** Problem statement **
Please lay out the material below as a Markdown table with two columns, Number and Line, giving each non-blank line its own row.

** Given information **
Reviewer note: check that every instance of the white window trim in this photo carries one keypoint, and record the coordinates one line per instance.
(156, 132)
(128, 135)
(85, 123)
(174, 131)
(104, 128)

** Solved exercise **
| Number | Line |
|---|---|
| 1 | Reviewer note: check that every instance of the white window trim in this photo carries one keypoint, and record the coordinates one line per instance. |
| 2 | (156, 132) |
| 3 | (128, 135) |
| 4 | (85, 123) |
| 5 | (174, 131) |
| 6 | (104, 128) |